- _TEXT PASSAGE_:
Don’t believe me? Try having someone’s tongue on your clit or their mouth around your cock and being told you have to (for example) keep quiet or not come without permission. Then tell me that going down can’t be a dominant act.

Is it Okay for a Dom to Be Deeply in Love with Their Submissive?

Where did we get this idea that Dominants are cold, unfeeling creatures who are incapable of love? (And can we burn the Fifty Shades trilogy to the ground for, amongst many other sins, perpetuating this stereotype?)

BDSM and D/s is often a relationship build on profound vulnerability, trust, affection, and – yes – love. Not all BDSM needs to be based on a love match, of course, and casual play connections are valid if everyone involved is enthusiastically consenting to them.

Ultimately, though, Dominants are human beings with the full range of human emotions. So if you’re a Dom and you’re worried that catching feelings for your submissive will undermine your dominance: don’t be. If anything, intense feelings will just improve and deepen the connection you have and the ways you play.

If you’re a submissive and your Dom is incapable of love, care, or affection? Or if they can only do kink with people they hate, dislike, disrespect, or feel nothing towards? They’re probably an emotionally-stunted billionaire psychopath.

Am I Dominant Enough if I’m a Switch?

Lots of kinksters enjoy being dominant sometimes and submissive at other times. These people are called switches, and they’re not only valid but likely in the majority of kinky people.

Switching can manifest in different ways. You might be primarily a Dominant who likes to submit occasionally, or vice-versa. You might enjoy each role more or less evenly. Some people switch with the same partner, others prefer to let their different facets out to play with different partners. Some like to do the same activities in both roles, while others have very different preferences as a Top than they do as a bottom. However it looks, it’s all good.

One myth about switches is that they’re capable of being neither truly dominant or truly submissive, and are instead a watered-down approximation of both. This couldn’t be further from the truth. Switches are just as capable of being great Doms (or great subs) as anyone else.

In fact, some submissives even prefer to submit to people who switch. Having experienced both sides can lead to greater empathy for your sub’s experience, as well as giving you an extra avenue through which to get new ideas for things to try.

Am I Dominant if I Enjoy Being Penetrated?

I’m going to return to what I said above: there’s virtually no such thing as an inherently dominant or submissive sex act. The idea that being penetrated is inherently submissive is deeply rooted in patriarchy and misogyny. (The logic goes something like this: “women get penetrated, therefore being penetrated is feminine. Femininity is lesser than masculinity, therefore being penetrated is not only feminine but degrading and therefore submissive.”) I hope I don’t need to tell you what absolute bullshit this is.

When I hear of Dominants who’d really like to get fucked but feel they can’t take something in their vagina or ass for fear that it’ll make them submissive… well, it makes me really sad.

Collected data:
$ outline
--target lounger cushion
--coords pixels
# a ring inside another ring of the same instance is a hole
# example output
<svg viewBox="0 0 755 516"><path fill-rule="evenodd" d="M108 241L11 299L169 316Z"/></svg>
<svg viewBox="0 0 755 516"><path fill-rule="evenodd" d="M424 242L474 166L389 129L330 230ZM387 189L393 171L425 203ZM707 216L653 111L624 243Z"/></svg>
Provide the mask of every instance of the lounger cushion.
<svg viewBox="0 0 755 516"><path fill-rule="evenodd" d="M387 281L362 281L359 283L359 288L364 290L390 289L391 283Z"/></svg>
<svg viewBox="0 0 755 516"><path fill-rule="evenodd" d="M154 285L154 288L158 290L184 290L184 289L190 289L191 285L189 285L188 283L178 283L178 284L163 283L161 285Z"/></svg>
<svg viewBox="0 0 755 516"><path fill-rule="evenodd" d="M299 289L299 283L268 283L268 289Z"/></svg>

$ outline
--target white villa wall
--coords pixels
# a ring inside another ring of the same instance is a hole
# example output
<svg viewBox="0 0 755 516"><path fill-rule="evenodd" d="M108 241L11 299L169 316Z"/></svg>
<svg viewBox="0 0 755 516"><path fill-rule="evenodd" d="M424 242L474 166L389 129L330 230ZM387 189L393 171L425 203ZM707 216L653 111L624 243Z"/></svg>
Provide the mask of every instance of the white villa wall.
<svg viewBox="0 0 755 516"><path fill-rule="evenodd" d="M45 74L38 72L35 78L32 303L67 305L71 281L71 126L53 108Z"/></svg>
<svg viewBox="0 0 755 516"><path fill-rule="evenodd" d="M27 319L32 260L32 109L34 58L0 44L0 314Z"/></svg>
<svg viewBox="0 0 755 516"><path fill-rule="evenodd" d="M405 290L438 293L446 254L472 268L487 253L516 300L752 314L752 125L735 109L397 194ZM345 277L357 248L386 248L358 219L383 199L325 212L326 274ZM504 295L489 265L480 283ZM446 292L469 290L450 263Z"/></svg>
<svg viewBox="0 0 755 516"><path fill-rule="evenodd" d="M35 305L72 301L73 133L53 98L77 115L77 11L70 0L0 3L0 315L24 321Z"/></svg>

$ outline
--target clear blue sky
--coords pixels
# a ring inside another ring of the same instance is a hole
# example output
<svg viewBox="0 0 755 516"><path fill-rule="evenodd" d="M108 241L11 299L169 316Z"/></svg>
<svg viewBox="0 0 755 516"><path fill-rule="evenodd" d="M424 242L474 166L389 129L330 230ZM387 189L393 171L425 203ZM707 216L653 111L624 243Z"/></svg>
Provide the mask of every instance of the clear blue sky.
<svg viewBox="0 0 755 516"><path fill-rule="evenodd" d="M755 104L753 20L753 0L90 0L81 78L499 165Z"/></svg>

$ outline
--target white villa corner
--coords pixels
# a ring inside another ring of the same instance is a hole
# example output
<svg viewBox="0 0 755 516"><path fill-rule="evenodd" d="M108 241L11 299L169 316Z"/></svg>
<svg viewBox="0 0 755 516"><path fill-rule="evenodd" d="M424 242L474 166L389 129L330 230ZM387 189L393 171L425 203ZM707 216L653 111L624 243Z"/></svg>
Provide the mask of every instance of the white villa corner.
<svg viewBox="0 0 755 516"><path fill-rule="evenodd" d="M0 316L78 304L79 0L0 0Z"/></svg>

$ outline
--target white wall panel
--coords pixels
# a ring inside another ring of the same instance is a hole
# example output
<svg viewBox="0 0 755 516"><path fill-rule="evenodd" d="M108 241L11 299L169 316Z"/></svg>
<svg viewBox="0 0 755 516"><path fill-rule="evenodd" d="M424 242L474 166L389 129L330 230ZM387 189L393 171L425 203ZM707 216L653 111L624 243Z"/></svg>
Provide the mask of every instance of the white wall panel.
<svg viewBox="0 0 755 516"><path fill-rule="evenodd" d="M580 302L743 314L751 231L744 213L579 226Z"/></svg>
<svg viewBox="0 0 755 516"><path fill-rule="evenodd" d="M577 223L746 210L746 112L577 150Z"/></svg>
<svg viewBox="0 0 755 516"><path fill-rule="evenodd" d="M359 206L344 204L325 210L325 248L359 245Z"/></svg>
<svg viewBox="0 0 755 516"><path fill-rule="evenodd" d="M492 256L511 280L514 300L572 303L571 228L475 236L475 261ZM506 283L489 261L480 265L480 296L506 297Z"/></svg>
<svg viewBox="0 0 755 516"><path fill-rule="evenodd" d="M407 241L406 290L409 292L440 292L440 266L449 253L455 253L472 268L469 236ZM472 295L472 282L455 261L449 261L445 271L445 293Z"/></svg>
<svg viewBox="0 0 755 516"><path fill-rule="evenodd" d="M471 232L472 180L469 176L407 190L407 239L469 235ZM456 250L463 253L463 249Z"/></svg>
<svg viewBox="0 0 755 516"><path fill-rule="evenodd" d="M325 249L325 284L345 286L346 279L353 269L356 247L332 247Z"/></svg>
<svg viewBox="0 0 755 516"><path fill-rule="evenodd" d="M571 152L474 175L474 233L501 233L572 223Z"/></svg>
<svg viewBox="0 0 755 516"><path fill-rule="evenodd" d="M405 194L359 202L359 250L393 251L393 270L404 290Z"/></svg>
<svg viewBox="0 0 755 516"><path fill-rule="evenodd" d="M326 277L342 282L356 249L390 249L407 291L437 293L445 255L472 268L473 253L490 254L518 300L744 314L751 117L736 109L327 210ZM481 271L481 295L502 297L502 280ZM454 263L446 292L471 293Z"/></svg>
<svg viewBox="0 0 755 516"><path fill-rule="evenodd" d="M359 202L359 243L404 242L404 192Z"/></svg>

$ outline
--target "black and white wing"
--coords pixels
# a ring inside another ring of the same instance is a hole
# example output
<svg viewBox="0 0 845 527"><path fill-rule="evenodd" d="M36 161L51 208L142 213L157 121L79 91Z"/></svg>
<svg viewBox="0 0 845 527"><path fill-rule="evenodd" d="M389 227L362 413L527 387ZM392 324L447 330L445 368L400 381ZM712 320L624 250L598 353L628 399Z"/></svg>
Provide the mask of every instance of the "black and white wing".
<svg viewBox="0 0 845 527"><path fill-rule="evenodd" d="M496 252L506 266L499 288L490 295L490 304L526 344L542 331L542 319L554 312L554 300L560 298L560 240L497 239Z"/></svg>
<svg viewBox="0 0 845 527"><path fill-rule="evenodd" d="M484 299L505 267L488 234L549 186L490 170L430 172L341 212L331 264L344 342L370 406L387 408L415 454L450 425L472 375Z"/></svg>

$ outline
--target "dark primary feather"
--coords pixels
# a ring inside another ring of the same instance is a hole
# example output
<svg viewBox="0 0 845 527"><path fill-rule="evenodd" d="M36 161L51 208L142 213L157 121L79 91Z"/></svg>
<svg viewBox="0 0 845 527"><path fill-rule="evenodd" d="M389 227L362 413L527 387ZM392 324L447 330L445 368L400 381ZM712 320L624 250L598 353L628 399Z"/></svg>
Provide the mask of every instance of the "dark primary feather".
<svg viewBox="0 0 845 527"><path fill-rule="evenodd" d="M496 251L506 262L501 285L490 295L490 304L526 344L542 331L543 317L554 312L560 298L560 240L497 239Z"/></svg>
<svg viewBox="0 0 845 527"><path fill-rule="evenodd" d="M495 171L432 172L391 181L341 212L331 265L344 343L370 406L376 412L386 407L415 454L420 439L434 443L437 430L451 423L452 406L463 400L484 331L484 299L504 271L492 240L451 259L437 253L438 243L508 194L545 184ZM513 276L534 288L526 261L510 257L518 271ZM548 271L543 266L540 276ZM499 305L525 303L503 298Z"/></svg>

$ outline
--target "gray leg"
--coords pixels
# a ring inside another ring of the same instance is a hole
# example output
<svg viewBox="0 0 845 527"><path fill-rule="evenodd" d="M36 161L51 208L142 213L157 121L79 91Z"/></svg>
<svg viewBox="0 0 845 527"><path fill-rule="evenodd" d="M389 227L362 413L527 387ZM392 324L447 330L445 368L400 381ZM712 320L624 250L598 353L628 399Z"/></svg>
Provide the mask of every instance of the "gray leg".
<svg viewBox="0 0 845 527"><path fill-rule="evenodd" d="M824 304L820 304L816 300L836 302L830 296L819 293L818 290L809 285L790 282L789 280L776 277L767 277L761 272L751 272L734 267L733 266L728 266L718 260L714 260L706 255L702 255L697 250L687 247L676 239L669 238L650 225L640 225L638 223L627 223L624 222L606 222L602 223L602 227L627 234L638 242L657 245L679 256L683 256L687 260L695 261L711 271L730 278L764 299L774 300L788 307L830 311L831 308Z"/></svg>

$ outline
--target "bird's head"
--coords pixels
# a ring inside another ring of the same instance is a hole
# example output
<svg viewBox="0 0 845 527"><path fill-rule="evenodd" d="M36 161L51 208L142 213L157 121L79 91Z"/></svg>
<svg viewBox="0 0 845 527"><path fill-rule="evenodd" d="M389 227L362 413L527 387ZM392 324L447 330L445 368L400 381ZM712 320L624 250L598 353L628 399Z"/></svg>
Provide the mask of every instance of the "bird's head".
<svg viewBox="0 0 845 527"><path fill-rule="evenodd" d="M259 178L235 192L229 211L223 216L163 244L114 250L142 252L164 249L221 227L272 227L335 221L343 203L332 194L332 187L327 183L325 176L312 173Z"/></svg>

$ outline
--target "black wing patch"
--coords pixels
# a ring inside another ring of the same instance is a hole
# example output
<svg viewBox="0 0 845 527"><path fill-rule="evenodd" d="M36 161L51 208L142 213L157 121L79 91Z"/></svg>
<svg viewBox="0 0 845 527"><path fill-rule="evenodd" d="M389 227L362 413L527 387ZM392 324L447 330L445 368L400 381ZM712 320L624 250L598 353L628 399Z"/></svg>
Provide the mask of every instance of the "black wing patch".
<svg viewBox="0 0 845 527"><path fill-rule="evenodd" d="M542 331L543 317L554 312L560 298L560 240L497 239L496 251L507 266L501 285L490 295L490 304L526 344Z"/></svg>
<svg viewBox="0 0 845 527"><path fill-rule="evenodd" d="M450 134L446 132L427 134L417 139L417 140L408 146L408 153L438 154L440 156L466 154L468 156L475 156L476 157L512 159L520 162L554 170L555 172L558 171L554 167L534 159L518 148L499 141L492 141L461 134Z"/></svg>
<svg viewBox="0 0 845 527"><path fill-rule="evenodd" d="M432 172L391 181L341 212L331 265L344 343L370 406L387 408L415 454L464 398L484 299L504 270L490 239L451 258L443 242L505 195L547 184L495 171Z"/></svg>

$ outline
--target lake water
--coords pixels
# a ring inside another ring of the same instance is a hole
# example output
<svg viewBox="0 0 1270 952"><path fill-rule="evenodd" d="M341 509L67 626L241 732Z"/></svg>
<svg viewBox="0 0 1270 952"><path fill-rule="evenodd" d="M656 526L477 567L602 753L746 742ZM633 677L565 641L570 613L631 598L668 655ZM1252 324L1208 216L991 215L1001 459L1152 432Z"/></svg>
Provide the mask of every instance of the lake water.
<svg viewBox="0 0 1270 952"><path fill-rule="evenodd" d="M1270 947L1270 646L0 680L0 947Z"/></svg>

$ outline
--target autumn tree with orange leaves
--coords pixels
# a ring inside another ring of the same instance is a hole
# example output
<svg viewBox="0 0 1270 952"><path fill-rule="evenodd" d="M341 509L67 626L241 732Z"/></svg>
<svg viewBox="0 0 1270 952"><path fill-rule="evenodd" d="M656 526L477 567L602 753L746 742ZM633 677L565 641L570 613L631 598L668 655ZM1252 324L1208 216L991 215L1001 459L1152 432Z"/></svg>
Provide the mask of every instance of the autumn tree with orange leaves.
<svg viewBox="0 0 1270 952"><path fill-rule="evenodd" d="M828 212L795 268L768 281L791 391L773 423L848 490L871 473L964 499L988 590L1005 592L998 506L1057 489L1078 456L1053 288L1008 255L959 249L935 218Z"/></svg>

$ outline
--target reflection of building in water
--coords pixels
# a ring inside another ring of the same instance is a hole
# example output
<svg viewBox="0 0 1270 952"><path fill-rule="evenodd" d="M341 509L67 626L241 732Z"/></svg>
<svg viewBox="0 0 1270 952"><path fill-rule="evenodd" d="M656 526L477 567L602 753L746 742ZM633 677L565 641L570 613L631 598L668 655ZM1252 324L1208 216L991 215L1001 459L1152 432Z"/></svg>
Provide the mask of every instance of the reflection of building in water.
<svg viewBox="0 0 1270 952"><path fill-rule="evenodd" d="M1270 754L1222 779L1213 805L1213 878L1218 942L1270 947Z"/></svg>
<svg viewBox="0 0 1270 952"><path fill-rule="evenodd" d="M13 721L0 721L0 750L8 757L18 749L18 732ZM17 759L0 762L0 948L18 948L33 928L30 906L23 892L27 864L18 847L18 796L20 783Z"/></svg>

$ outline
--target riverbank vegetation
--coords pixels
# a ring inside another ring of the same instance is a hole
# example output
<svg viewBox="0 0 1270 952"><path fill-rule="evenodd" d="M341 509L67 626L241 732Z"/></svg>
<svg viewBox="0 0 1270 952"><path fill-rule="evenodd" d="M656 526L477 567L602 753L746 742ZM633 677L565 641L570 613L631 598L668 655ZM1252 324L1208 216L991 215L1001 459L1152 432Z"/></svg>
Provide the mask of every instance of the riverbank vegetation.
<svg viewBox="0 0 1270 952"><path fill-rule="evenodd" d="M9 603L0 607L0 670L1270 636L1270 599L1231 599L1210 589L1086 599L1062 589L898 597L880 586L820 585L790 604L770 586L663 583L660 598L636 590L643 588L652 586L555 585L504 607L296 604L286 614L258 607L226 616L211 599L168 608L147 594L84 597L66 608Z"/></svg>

- _ACTIVITY LIST_:
1. From the passage on dominance, write out the words from "Switching can manifest" to "it’s all good.".
2. Answer these questions from the passage on dominance.
(a) What does it call people who enjoy being dominant sometimes and submissive at other times?
(b) Which trilogy does it accuse of perpetuating the stereotype that Dominants are cold, unfeeling creatures?
(c) In what does it say the idea that being penetrated is inherently submissive is deeply rooted?

- _RESULTS FOR THE EXERCISE_:
1.
Switching can manifest in different ways. You might be primarily a Dominant who likes to submit occasionally, or vice-versa. You might enjoy each role more or less evenly. Some people switch with the same partner, others prefer to let their different facets out to play with different partners. Some like to do the same activities in both roles, while others have very different preferences as a Top than they do as a bottom. However it looks, it’s all good.

2.
(a) Switches.
(b) The Fifty Shades trilogy.
(c) Patriarchy and misogyny.